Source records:
>>>
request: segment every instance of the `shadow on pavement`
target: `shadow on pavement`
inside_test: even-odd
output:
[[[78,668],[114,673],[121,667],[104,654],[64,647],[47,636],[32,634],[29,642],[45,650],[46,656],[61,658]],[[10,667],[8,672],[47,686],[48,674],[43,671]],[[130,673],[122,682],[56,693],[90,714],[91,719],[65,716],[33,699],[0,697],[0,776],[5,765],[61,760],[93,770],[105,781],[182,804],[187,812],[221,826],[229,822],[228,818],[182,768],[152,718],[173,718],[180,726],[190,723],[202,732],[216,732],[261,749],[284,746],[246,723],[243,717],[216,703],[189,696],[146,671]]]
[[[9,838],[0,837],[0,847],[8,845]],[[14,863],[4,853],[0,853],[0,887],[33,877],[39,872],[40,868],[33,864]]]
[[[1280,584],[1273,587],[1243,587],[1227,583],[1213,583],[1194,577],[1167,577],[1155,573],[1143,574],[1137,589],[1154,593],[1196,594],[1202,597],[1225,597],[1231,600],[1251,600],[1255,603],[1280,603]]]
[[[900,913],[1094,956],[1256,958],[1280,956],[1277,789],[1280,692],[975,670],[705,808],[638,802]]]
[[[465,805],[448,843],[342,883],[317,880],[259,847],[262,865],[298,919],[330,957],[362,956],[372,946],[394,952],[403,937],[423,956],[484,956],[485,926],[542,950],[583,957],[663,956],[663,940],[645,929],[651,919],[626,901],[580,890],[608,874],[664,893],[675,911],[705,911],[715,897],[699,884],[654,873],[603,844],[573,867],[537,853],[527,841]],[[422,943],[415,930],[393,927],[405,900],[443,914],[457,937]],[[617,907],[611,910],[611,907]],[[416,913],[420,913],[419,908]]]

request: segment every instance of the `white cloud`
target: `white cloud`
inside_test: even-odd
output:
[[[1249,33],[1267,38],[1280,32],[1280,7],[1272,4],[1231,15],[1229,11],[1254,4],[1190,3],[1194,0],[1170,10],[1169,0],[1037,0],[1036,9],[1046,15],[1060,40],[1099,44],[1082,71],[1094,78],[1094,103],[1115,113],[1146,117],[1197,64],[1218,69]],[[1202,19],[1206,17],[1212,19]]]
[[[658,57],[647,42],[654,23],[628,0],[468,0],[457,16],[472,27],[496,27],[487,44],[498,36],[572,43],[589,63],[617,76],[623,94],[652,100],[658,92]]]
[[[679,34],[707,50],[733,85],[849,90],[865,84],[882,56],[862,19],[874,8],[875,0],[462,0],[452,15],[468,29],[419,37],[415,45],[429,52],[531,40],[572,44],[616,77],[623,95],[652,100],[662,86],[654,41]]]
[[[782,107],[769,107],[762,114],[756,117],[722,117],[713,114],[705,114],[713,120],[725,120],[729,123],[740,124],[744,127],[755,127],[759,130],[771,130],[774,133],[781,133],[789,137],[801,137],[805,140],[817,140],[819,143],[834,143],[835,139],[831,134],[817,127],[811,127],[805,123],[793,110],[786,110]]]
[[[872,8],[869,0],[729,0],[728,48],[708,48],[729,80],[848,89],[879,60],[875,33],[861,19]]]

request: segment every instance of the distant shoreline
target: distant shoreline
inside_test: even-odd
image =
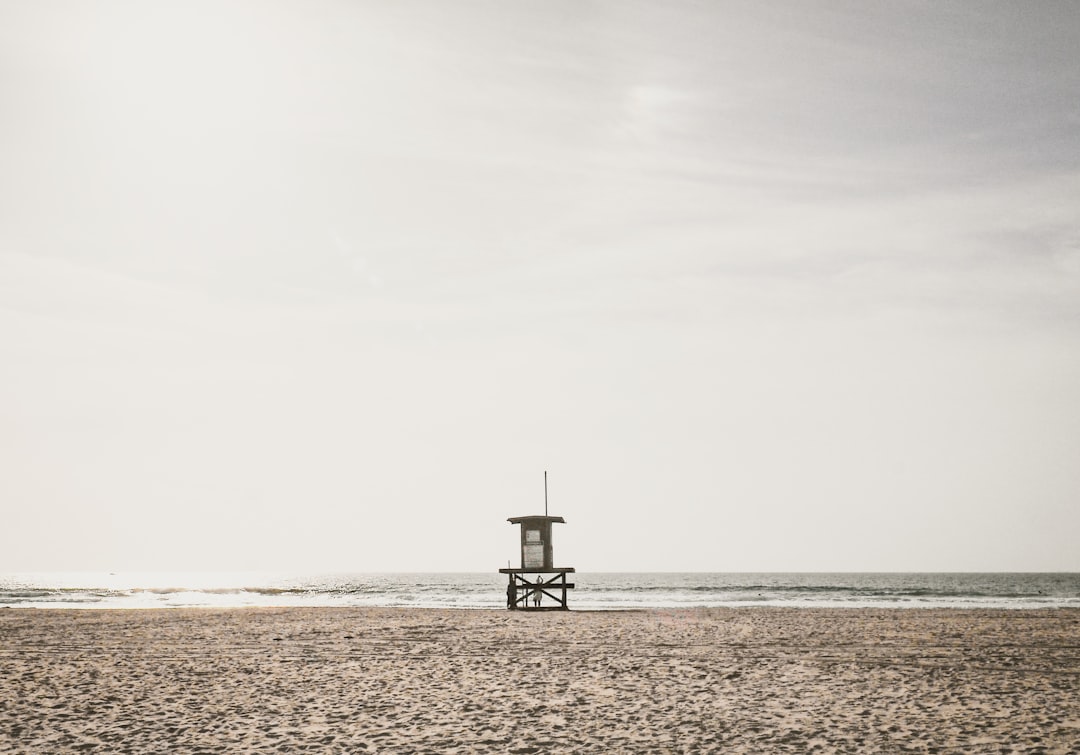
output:
[[[957,613],[957,614],[1045,614],[1054,613],[1057,611],[1065,613],[1074,613],[1080,616],[1080,606],[1044,606],[1044,607],[1016,607],[1016,608],[984,608],[981,606],[973,606],[970,608],[957,608],[957,607],[943,607],[943,606],[907,606],[907,605],[893,605],[893,606],[672,606],[672,607],[639,607],[639,608],[574,608],[571,607],[566,611],[527,611],[517,610],[509,611],[505,607],[490,607],[490,606],[478,606],[478,607],[464,607],[454,606],[449,608],[435,608],[432,606],[146,606],[139,608],[131,608],[125,606],[20,606],[20,605],[4,605],[0,606],[0,611],[11,610],[18,612],[41,612],[41,613],[65,613],[70,612],[74,614],[92,613],[92,612],[107,612],[107,613],[123,613],[131,612],[133,614],[146,614],[146,613],[179,613],[184,611],[194,611],[199,613],[232,613],[232,612],[277,612],[277,611],[327,611],[329,613],[349,613],[356,611],[400,611],[407,613],[440,613],[440,612],[456,612],[463,613],[506,613],[513,614],[515,616],[544,616],[544,615],[568,615],[568,614],[673,614],[673,613],[709,613],[715,611],[736,611],[736,612],[783,612],[792,611],[796,613],[852,613],[852,612],[942,612],[942,613]]]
<<<
TASK DESCRIPTION -
Start at the line holding "target: distant shoreline" and stop at the last line of the entries above. Repeat those lines exactly, pictures excluded.

YOUR RESPONSE -
target: distant shoreline
inside_test: even-odd
image =
output:
[[[957,613],[957,614],[1045,614],[1054,613],[1057,611],[1065,613],[1074,613],[1080,616],[1080,606],[1044,606],[1044,607],[1016,607],[1016,608],[984,608],[981,606],[973,606],[970,608],[957,608],[957,607],[943,607],[943,606],[907,606],[907,605],[893,605],[893,606],[672,606],[672,607],[639,607],[639,608],[574,608],[571,607],[566,611],[527,611],[517,610],[509,611],[505,607],[490,607],[490,606],[478,606],[478,607],[464,607],[454,606],[449,608],[435,608],[432,606],[146,606],[139,608],[131,608],[125,606],[20,606],[20,605],[4,605],[0,606],[0,611],[11,610],[18,612],[41,612],[41,613],[65,613],[70,612],[74,614],[92,613],[92,612],[107,612],[107,613],[123,613],[131,612],[133,614],[146,614],[146,613],[179,613],[184,611],[194,611],[199,613],[232,613],[232,612],[277,612],[277,611],[327,611],[329,613],[349,613],[356,611],[400,611],[407,613],[440,613],[440,612],[456,612],[463,613],[506,613],[513,614],[515,616],[544,616],[544,615],[568,615],[568,614],[673,614],[673,613],[709,613],[715,611],[736,611],[736,612],[783,612],[792,611],[796,613],[852,613],[852,612],[942,612],[942,613]]]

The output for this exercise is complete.